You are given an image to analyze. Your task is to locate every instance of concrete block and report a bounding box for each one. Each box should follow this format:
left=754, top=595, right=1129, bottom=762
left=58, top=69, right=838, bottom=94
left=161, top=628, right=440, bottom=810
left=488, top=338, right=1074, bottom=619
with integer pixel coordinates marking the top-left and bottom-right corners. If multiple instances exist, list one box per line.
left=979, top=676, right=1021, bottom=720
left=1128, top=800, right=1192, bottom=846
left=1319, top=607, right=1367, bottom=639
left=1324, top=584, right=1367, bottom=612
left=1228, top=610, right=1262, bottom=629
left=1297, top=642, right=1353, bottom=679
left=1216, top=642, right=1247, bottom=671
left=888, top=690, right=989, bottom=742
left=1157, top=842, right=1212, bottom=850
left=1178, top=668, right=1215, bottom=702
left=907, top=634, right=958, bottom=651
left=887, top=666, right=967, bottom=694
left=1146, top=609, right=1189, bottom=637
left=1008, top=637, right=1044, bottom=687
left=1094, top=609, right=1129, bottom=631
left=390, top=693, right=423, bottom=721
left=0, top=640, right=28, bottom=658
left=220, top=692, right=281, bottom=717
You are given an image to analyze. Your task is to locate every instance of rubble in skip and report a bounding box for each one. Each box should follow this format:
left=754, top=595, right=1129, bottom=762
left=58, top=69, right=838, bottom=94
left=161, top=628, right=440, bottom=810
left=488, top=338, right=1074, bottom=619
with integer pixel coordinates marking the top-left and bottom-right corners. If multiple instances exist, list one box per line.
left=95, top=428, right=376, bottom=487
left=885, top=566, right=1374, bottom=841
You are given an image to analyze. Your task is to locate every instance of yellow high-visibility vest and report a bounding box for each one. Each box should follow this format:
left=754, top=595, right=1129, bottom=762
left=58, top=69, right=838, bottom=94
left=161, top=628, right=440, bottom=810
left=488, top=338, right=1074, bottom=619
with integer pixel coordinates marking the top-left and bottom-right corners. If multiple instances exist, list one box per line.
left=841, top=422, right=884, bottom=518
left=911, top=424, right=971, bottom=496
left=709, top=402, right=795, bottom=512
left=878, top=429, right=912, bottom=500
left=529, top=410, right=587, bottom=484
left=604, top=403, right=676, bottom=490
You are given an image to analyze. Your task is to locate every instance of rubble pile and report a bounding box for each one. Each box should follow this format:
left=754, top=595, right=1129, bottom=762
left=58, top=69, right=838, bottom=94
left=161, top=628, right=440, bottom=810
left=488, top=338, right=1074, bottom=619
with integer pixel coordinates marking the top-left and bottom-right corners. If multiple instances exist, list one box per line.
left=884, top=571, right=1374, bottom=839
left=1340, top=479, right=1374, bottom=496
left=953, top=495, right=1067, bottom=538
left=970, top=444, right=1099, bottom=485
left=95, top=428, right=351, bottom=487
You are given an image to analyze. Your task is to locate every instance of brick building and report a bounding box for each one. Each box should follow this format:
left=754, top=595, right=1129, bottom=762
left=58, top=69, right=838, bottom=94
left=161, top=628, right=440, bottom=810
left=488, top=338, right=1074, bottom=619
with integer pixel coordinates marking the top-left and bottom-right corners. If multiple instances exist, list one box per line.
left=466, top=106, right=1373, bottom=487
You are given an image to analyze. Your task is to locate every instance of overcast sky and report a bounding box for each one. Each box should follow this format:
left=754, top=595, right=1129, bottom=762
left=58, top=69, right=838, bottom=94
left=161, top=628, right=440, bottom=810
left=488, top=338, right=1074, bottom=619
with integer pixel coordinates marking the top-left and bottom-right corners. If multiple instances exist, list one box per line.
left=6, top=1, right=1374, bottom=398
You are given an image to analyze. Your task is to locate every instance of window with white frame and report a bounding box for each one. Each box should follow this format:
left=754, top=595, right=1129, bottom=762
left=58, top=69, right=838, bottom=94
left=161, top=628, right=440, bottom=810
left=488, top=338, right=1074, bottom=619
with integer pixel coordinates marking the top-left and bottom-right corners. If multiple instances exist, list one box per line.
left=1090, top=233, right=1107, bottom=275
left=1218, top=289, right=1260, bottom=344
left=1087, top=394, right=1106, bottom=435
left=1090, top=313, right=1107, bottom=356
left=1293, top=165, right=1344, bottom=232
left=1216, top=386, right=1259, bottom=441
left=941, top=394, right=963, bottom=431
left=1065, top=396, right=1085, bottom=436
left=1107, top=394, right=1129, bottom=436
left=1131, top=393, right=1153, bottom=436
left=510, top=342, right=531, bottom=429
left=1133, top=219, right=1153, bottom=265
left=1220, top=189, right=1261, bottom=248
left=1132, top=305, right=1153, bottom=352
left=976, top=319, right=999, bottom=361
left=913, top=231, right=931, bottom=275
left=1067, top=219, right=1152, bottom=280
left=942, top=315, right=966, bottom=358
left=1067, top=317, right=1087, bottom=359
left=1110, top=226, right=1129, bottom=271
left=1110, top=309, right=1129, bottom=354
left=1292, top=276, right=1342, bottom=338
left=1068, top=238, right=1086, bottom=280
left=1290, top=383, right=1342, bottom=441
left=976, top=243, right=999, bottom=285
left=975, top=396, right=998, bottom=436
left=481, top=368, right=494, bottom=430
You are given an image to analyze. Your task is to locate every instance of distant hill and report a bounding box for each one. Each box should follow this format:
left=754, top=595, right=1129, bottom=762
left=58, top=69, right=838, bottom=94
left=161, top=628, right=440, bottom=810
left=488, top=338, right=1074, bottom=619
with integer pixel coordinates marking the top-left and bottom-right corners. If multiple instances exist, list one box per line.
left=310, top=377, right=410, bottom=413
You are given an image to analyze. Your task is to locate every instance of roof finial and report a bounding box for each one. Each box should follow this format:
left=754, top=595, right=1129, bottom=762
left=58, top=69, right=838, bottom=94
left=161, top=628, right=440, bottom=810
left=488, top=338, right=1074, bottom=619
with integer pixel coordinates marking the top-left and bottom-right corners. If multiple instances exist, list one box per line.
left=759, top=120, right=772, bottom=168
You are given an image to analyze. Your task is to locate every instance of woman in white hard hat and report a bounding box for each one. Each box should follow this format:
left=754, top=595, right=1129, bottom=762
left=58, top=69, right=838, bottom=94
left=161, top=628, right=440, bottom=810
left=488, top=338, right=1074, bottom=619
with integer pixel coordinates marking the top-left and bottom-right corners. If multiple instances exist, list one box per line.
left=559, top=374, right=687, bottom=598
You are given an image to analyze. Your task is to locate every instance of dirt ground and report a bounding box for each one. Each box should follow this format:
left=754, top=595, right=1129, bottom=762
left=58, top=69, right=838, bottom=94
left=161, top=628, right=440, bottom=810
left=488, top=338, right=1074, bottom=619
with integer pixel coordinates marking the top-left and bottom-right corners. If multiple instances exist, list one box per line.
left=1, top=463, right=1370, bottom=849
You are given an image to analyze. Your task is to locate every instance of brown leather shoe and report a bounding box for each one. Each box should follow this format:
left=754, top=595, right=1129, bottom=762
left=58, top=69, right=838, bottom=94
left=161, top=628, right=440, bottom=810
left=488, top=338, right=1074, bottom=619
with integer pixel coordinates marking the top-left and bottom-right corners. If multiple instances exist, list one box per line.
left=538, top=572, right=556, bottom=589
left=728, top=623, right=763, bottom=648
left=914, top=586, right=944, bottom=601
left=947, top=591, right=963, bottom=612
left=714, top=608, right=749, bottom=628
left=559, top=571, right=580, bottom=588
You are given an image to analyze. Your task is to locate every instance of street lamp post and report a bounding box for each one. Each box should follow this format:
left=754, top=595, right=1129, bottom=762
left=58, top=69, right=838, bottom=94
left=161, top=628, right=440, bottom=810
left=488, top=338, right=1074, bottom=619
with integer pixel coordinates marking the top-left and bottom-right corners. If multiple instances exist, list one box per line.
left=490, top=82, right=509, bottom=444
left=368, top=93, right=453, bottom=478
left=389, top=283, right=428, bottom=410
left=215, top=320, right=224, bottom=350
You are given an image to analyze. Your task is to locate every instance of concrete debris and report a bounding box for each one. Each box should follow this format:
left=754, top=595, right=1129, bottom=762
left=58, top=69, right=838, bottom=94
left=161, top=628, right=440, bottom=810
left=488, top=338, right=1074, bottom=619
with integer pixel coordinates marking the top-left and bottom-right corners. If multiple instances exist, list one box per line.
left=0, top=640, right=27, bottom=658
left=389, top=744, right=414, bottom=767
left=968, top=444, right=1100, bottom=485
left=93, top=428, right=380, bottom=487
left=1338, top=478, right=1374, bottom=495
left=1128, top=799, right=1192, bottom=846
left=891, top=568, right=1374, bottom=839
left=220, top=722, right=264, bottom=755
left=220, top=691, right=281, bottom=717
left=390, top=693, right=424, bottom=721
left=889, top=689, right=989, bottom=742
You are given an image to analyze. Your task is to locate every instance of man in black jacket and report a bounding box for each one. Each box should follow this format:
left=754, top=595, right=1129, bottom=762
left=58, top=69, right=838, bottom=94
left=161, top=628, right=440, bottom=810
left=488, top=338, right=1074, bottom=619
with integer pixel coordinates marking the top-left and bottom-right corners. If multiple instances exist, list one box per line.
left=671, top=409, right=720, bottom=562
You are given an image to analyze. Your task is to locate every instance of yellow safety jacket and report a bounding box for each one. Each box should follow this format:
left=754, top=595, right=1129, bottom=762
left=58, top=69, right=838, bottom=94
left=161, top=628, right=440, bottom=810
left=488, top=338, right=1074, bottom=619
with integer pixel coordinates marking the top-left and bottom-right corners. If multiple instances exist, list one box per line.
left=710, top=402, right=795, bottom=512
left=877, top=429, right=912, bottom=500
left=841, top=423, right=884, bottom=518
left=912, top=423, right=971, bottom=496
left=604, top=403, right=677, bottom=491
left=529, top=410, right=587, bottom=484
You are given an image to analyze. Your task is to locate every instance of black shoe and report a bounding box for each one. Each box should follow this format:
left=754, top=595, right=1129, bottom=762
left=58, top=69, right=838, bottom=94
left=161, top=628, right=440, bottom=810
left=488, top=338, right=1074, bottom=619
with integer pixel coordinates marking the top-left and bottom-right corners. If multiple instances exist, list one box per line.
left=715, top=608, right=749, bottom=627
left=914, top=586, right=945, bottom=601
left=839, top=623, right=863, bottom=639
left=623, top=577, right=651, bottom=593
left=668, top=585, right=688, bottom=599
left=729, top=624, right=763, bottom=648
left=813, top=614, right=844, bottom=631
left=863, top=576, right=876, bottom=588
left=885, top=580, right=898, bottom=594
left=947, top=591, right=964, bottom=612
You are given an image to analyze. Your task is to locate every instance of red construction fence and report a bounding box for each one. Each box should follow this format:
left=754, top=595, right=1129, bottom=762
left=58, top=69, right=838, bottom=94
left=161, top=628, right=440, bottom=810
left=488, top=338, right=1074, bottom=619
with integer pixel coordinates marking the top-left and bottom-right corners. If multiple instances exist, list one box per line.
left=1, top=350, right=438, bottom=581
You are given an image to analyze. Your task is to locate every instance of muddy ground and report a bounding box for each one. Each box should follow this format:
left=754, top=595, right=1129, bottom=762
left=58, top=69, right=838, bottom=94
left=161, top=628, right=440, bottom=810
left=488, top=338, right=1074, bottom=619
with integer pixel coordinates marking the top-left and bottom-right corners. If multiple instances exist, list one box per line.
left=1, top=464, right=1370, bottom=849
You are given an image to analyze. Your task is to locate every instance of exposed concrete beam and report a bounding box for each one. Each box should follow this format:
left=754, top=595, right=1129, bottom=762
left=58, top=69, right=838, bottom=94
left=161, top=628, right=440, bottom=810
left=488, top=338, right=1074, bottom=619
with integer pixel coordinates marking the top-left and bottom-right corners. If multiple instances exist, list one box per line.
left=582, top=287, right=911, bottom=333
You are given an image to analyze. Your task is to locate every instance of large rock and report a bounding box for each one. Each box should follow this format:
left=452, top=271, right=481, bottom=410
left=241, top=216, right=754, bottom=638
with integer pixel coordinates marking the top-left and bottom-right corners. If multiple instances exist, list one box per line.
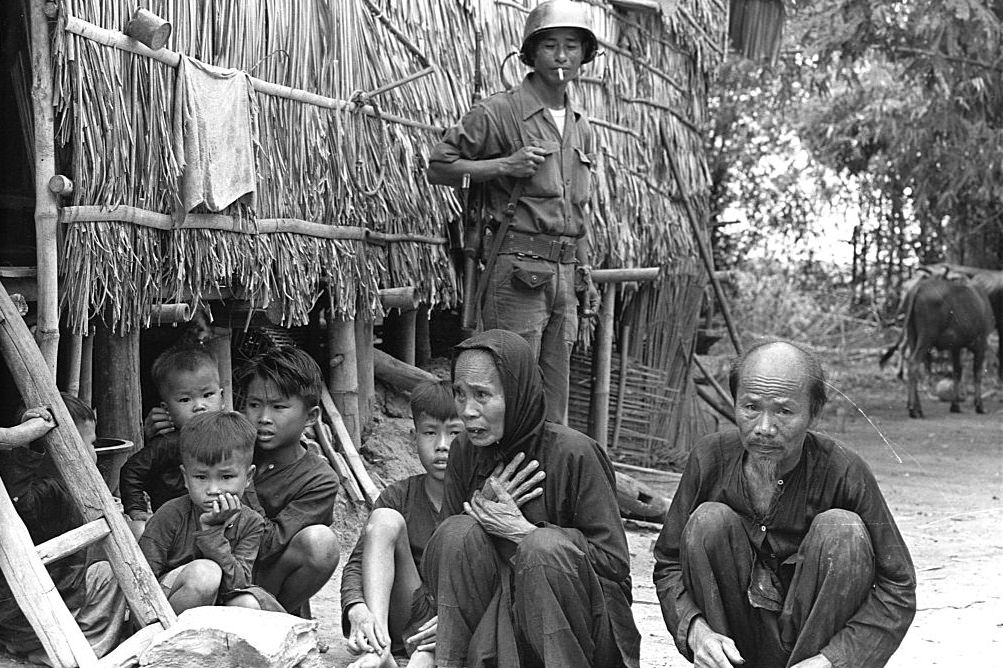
left=140, top=606, right=319, bottom=668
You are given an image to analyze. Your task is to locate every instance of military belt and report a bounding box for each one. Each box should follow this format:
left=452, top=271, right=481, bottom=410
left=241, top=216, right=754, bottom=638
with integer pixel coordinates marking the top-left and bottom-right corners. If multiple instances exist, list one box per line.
left=496, top=231, right=579, bottom=264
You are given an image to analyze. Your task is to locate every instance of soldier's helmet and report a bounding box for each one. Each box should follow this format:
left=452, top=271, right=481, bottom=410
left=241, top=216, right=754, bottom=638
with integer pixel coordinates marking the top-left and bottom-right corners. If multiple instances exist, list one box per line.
left=519, top=0, right=598, bottom=66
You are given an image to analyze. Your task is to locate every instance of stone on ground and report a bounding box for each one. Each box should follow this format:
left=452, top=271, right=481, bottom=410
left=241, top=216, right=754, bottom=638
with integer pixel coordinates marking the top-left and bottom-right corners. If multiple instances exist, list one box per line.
left=139, top=606, right=319, bottom=667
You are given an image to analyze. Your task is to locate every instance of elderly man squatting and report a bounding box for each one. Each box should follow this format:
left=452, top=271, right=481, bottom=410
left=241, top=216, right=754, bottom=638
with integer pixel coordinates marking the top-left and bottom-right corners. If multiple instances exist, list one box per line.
left=653, top=340, right=916, bottom=668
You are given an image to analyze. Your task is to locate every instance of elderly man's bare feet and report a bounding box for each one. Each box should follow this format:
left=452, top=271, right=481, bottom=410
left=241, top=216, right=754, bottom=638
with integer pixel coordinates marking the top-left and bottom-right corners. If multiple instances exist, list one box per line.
left=346, top=650, right=395, bottom=668
left=405, top=650, right=435, bottom=668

- Work item
Go through the data above and find the lines with the word "white". Copy each of those lines.

- Final answer
You are given an image to analyze. Your task is to locate every instance of window with white frame and report a bounding box for each one. Each box should follow this format:
You are given an image to analyze. Your task is to locate every instance of woman in white hard hat and report a bounding box for each one. Each box should follow this format:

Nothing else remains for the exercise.